Render the material as a Markdown table with the columns Row and Line, giving each line its own numbered row and leaving out blank lines. Cover only the stretch starting at the line containing "Nesting-site review: place a pin on each instance of the curly" and ending at the line containing "x=606, y=451".

»»

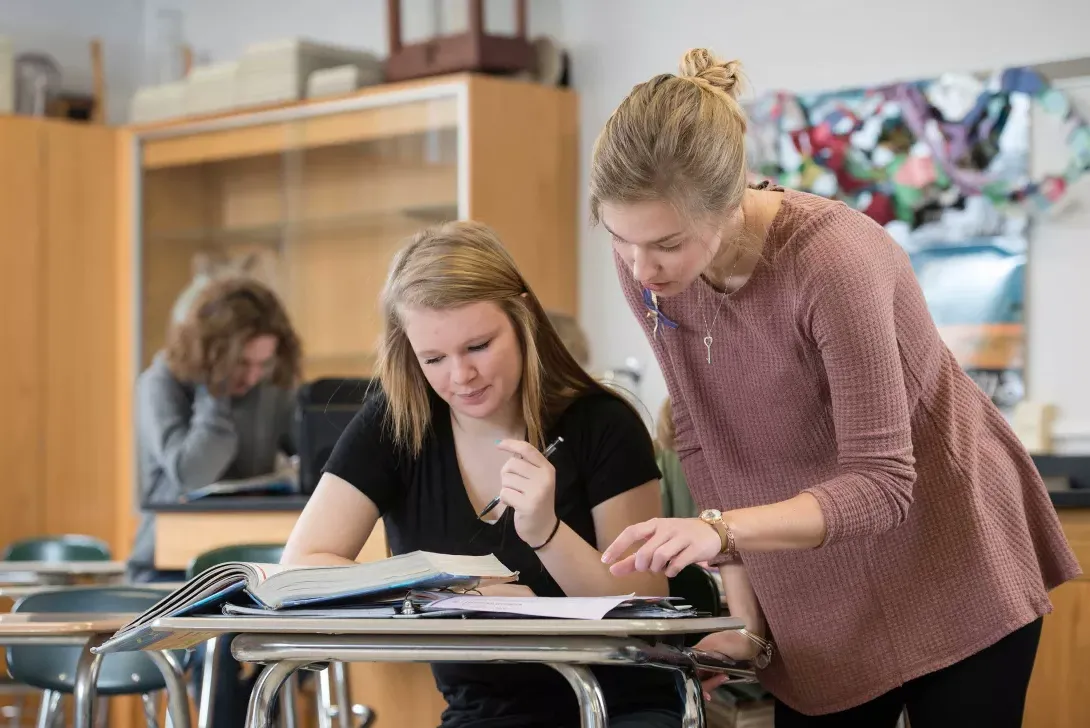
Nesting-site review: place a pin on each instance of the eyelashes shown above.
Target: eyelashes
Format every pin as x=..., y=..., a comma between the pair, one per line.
x=474, y=349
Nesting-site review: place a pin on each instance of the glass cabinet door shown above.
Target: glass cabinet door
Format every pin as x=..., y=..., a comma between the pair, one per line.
x=356, y=185
x=314, y=206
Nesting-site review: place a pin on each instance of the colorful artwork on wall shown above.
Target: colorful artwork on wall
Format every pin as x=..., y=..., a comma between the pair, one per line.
x=944, y=166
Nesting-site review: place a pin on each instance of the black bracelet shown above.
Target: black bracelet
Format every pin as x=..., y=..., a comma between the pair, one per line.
x=555, y=529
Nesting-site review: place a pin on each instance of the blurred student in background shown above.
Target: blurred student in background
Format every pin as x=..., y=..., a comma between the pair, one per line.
x=677, y=500
x=216, y=403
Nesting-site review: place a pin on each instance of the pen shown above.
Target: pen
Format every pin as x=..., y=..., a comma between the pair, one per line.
x=495, y=501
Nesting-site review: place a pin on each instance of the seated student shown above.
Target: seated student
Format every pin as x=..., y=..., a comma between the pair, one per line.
x=677, y=500
x=216, y=403
x=474, y=385
x=571, y=336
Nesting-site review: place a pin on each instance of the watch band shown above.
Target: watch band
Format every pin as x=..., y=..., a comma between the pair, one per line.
x=728, y=553
x=763, y=657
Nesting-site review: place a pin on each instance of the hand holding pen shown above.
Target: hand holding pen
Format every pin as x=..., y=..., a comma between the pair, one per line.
x=529, y=488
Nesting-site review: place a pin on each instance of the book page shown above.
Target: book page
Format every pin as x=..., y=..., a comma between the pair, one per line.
x=558, y=607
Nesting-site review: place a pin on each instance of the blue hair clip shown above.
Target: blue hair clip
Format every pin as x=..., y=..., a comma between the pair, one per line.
x=651, y=301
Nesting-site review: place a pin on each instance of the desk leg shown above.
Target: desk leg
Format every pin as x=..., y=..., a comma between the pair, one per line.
x=259, y=711
x=178, y=700
x=692, y=710
x=86, y=679
x=592, y=703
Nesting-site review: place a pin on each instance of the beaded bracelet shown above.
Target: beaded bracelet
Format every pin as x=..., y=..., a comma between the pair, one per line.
x=555, y=529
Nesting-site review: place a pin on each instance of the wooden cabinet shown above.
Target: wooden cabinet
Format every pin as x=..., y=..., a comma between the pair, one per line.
x=58, y=384
x=1060, y=689
x=319, y=195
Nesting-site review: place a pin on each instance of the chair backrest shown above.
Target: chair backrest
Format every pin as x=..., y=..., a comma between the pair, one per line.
x=53, y=667
x=58, y=548
x=324, y=408
x=255, y=553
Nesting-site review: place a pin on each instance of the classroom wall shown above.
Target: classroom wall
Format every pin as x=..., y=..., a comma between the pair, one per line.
x=615, y=44
x=220, y=31
x=63, y=28
x=802, y=46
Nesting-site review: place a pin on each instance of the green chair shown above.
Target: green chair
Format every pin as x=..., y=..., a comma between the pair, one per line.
x=48, y=548
x=58, y=548
x=53, y=668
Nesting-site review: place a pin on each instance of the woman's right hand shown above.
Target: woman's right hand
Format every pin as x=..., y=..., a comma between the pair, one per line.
x=729, y=644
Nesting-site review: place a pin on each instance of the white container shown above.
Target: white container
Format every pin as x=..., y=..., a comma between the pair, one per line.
x=278, y=71
x=338, y=81
x=158, y=102
x=212, y=88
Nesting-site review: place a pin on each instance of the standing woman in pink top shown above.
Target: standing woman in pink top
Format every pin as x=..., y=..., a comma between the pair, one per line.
x=874, y=517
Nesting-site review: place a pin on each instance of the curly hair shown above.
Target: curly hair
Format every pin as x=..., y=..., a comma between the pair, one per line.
x=206, y=346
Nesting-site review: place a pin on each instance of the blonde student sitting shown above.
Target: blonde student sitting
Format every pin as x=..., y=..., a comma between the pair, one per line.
x=474, y=385
x=677, y=500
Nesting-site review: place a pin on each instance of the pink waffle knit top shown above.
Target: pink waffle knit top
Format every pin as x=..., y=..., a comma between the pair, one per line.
x=828, y=376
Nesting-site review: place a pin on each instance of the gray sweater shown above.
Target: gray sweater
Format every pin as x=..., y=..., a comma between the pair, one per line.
x=188, y=439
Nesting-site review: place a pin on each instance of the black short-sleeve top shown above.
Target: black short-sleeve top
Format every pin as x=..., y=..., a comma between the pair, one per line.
x=606, y=451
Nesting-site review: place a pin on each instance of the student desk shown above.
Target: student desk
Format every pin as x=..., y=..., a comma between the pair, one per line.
x=88, y=630
x=568, y=645
x=404, y=694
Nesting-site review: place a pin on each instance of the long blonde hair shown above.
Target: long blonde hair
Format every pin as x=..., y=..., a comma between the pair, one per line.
x=676, y=138
x=453, y=265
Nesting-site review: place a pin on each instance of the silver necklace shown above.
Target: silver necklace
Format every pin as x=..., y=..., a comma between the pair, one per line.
x=703, y=314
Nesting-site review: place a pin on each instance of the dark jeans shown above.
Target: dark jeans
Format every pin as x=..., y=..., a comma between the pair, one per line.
x=984, y=689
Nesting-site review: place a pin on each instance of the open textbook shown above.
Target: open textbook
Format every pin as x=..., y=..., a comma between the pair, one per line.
x=273, y=586
x=285, y=481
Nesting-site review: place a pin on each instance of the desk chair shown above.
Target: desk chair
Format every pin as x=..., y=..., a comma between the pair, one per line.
x=53, y=668
x=73, y=547
x=58, y=548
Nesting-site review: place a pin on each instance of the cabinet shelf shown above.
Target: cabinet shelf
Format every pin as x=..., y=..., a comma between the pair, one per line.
x=274, y=233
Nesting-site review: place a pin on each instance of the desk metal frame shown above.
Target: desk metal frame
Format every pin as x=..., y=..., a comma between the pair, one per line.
x=286, y=644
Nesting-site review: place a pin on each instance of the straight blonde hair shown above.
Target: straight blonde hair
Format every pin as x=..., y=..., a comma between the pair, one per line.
x=453, y=265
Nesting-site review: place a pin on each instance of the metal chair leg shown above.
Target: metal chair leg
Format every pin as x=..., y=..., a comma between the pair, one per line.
x=150, y=711
x=288, y=695
x=178, y=704
x=592, y=703
x=103, y=713
x=324, y=701
x=208, y=682
x=48, y=710
x=259, y=710
x=341, y=695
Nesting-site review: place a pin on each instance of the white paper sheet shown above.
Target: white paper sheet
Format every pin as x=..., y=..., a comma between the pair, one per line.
x=564, y=607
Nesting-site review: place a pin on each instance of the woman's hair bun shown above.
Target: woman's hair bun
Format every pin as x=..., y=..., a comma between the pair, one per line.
x=702, y=63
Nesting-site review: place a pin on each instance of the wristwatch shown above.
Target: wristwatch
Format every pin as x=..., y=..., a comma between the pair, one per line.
x=763, y=657
x=727, y=551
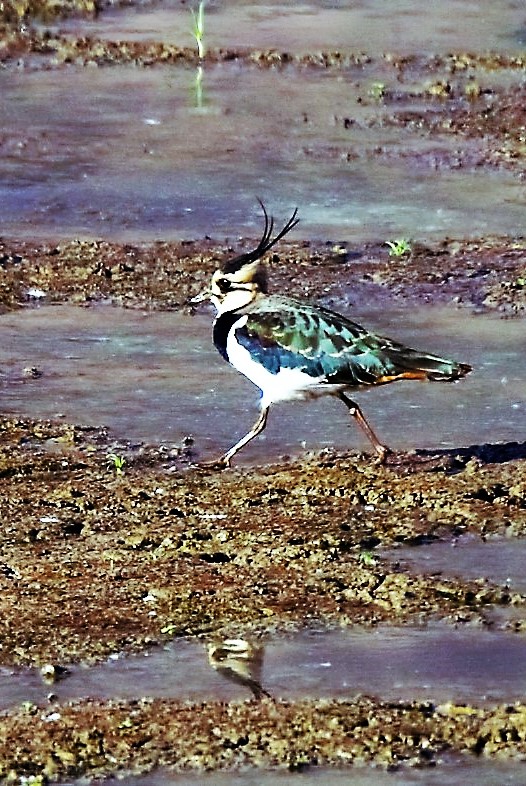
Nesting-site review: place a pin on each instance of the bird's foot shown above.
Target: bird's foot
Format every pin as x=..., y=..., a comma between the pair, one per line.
x=382, y=453
x=216, y=465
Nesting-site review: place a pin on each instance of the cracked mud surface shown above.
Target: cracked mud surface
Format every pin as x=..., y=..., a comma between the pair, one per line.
x=259, y=550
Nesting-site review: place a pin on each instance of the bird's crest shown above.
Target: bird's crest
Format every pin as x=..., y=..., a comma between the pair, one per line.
x=251, y=258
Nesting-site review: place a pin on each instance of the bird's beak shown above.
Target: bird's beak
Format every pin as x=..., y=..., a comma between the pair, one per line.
x=204, y=295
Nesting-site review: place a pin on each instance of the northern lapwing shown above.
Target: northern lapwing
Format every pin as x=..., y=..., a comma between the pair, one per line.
x=294, y=350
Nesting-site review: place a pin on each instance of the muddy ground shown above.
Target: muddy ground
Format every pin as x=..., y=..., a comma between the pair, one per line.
x=246, y=552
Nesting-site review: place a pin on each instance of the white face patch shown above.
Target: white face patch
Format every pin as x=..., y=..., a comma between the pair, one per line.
x=288, y=384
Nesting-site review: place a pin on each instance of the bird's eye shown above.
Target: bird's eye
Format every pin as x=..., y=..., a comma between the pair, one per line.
x=224, y=284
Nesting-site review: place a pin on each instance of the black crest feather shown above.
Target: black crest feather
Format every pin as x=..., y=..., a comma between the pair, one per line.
x=264, y=245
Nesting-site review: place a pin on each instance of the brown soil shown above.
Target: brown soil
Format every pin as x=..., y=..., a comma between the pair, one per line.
x=82, y=544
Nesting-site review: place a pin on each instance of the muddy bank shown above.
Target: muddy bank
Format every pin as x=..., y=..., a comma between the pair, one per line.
x=98, y=739
x=486, y=273
x=84, y=545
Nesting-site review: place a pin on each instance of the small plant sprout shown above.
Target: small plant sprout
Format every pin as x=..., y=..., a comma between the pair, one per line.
x=198, y=28
x=118, y=463
x=399, y=247
x=367, y=559
x=377, y=91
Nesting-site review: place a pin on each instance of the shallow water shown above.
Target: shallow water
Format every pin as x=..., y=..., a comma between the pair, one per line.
x=499, y=559
x=132, y=154
x=433, y=663
x=453, y=771
x=157, y=377
x=406, y=26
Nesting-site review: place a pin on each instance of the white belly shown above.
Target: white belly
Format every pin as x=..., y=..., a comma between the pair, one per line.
x=288, y=384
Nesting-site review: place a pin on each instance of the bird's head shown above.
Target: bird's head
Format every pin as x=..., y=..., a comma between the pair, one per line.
x=241, y=280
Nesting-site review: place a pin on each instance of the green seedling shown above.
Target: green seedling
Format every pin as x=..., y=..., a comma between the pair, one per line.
x=118, y=463
x=198, y=28
x=377, y=91
x=367, y=558
x=399, y=247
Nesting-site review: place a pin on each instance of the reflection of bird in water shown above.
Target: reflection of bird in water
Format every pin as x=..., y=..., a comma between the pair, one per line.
x=239, y=661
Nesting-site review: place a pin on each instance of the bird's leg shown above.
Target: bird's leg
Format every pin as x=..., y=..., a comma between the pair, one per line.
x=224, y=461
x=358, y=415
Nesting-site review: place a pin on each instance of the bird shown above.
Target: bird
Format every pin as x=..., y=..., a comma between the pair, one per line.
x=295, y=350
x=239, y=661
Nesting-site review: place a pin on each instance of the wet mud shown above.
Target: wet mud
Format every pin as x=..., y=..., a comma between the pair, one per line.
x=110, y=546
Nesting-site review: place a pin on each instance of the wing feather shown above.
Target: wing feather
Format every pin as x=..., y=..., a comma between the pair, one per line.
x=283, y=333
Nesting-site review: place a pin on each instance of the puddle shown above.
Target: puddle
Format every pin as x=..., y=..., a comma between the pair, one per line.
x=435, y=663
x=469, y=557
x=453, y=771
x=68, y=138
x=405, y=26
x=157, y=377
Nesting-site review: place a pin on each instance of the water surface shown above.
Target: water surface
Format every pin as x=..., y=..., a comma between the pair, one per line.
x=157, y=377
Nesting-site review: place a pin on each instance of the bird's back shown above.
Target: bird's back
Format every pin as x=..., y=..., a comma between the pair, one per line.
x=282, y=332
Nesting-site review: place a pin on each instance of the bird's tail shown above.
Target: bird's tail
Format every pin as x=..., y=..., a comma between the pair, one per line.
x=419, y=365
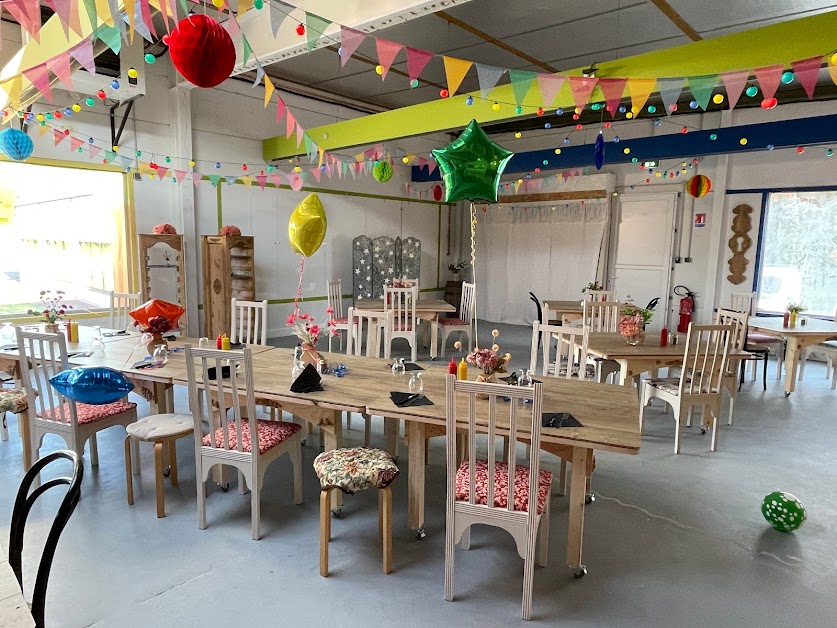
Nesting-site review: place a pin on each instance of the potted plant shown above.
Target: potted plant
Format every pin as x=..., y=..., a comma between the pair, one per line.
x=53, y=310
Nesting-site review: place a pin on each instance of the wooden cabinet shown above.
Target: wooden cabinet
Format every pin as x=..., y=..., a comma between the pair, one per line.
x=228, y=272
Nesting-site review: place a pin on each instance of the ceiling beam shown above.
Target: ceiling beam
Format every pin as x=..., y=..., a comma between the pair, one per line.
x=776, y=43
x=493, y=40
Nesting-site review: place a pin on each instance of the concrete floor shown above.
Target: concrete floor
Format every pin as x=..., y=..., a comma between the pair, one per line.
x=670, y=541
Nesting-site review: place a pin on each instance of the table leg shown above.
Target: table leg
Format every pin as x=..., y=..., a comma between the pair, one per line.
x=415, y=479
x=575, y=526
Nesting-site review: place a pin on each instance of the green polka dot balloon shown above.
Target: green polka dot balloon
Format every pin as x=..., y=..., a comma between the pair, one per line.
x=784, y=511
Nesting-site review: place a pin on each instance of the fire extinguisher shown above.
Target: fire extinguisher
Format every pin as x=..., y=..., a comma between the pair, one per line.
x=687, y=307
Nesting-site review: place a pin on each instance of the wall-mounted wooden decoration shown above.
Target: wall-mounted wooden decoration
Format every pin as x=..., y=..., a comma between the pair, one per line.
x=739, y=244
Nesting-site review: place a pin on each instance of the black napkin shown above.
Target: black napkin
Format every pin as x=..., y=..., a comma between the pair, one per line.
x=308, y=381
x=403, y=400
x=559, y=419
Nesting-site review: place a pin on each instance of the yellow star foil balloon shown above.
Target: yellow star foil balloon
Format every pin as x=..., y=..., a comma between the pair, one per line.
x=471, y=166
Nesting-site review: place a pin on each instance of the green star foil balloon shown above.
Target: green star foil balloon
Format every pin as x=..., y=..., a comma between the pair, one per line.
x=471, y=166
x=783, y=511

««

TASK ANSWER:
| Row | Line |
|---|---|
| 1 | Nesting-site review: place a pin on each instance of the curly hair shown above. |
| 2 | Target: curly hair |
| 3 | Format every pin as x=..., y=..., a comma between the pair, one per line. |
| 4 | x=206, y=346 |
| 5 | Nesting-site review: place a pin on each instance of the blonde student sitting shown above. |
| 6 | Target: blonde student sitting |
| 7 | Format every pin as x=..., y=..., a comma between the pair, one per line. |
| 8 | x=474, y=385 |
| 9 | x=677, y=500 |
| 10 | Nesting-site review: place a pin on each instance of the pink waffle knit top shown above. |
| 11 | Target: pink waffle knit top |
| 12 | Format every pin as x=..., y=..., a comma between the pair, one per line. |
| 13 | x=828, y=376 |
| 14 | Nesting-site review: place a pin on each instance of the gray sweater shown above. |
| 15 | Target: gray sweater |
| 16 | Format every pin as x=..., y=..., a comma between the pair, one per line. |
| 17 | x=188, y=439 |
| 18 | Nesting-site review: place a pin on each instance of the black short-sleeve top shown above. |
| 19 | Target: black short-sleeve top |
| 20 | Format every pin as x=..., y=..., a comma between the pair, one per line. |
| 21 | x=606, y=451 |